Cosa fare.
1 – Nel brano sulla famiglia, attraverso quali cose chi scrive vorrebbe ricordare qualche tratto dei figli? Elencale tutte.
2 – Rispondi a queste domande sul brano sulla famiglia:
(a) Con quale scopo era nata l'idea dell'orto recintato?
(b) In quali momenti della giornata i frati si riuniscono in un'unica tavolata?
(c) A quando rimanda chi scrive le lodi dei figli?
3 – Porta avanti il brano sulla famiglia a partire dalla sua ultima frase.

Il brano.
-=-=-
Foto di famiglia (epoca e fotogr. scon.)

L’idea dell’orto recintato mi era venuta non per escludere, eventuali altri, desiderosi di partecipare, ma per includere quelli presenti e tenere ben stretti i contatti fra di noi. Con un colloquio pressoché quotidiano, che desse il senso della comunità, come avviene appunto con i frati, che hanno ognuno la propria cella, per meditare e riposare, horant et laborant insieme, si riuniscono in un’unica tavolata a pranzo ed a cena. La nostra mensa in questo caso sarebbe stata figurativa, allegorica, metafisica (no, scusate), metaforica!

Ma veniamo a noi, cosa dire dei miei figli? Tutto il bene possibile, naturalmente. Ma non ho voglia di mettermi a tessere le lodi dei miei figli, singolarmente presi, o in gruppo. Mi riservo di farlo in un’altra occasione, tanto i meriti di ognuno sono ben noti [oppure no, ndr.]. E non scappano. Vorrei soltanto accennare a qualche tratto particolare degli uni e delle altre, possibilmente attraverso un episodio, una parola, un gesto che possa immortalarli.
-=-=-
Il materiale.
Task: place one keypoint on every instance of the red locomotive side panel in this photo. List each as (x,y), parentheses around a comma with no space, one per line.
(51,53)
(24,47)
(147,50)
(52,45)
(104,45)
-=-=-
Risposte all'esercizio.
1 –
- un episodio
- una parola
- un gesto

2 –
(a) Per includere quelli presenti e tenere ben stretti i contatti fra di loro, non per escludere altri.
(b) A pranzo e a cena.
(c) A un'altra occasione.

3 –
Giuseppe, il libertador, sdoganò le parolacce in famiglia (se ne sentiva proprio il bisogno). E non solo... ai fratelli: “ragazzi, da oggi si può pure fumare!”. E non era vero. Valentina subì il trauma più grande quando decise di tagliarsi i lunghi capelli. Stefano il buono, un giorno mi disse: ”io ce l’ho un grande dolore: mi si è rotto il vetrino dell’orologio che mi hai regalato al compleanno”. Federica la fantasiosa, era bambina, una sera, seduta sulle mie ginocchia: “Pà, vorrei volare lontano, lontano; con un calcio, bam! Volerei sulla luna”.